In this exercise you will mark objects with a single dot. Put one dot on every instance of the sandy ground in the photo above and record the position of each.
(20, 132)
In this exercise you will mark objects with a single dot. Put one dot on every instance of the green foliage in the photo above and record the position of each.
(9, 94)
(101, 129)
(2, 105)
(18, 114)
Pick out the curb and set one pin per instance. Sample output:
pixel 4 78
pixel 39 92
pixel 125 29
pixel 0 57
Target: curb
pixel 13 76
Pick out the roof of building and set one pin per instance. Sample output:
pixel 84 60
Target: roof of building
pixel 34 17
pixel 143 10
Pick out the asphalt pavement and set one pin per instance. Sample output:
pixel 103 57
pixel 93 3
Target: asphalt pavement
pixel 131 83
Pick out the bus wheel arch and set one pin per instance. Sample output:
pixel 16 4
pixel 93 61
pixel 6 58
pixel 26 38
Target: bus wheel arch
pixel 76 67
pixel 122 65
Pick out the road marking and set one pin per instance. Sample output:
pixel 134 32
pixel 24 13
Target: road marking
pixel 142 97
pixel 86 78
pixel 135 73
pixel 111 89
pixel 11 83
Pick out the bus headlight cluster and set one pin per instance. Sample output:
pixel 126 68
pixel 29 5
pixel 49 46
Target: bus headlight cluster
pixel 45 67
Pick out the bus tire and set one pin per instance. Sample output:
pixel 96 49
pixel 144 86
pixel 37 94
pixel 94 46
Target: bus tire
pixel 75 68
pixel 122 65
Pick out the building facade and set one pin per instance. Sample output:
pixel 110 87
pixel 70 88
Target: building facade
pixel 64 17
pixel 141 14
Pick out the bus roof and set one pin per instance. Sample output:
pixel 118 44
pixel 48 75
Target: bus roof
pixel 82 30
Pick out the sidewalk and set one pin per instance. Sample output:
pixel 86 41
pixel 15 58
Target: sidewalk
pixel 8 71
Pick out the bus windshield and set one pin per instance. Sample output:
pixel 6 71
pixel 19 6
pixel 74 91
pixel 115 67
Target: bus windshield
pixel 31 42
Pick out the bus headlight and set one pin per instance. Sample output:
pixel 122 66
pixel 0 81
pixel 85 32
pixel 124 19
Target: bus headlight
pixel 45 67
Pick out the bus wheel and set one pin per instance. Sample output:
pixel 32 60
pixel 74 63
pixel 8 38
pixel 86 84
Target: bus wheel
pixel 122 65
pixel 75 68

## Try it
Return the lines of the listing above exactly as they appear, starting with the first and stopping after the line that holds "pixel 24 13".

## Answer area
In this exercise you will mark objects with a single dot. Put one dot on every instance of the sandy ground in the photo above and record the position of each.
(20, 132)
In this exercise you will mark objects with a single dot. Put one dot on every instance of the green foliage in the photo above and record the position of each.
(9, 94)
(101, 129)
(2, 105)
(18, 114)
Pick out the curb and set one pin per instance. Sample output:
pixel 4 78
pixel 39 92
pixel 125 29
pixel 0 57
Target: curb
pixel 13 76
Pick out the roof of building and set one pin per instance. Sample output:
pixel 84 60
Target: roof of building
pixel 34 17
pixel 143 10
Pick out the asphalt pavement and set one pin per instance. Sample output:
pixel 103 57
pixel 93 3
Target: asphalt pavement
pixel 131 83
Pick out the bus wheel arch and set one pin per instance. Sample output:
pixel 16 4
pixel 93 61
pixel 6 58
pixel 26 38
Target: bus wheel arch
pixel 76 67
pixel 122 65
Pick out the road marking and set one pin per instance. Sample output:
pixel 134 32
pixel 24 13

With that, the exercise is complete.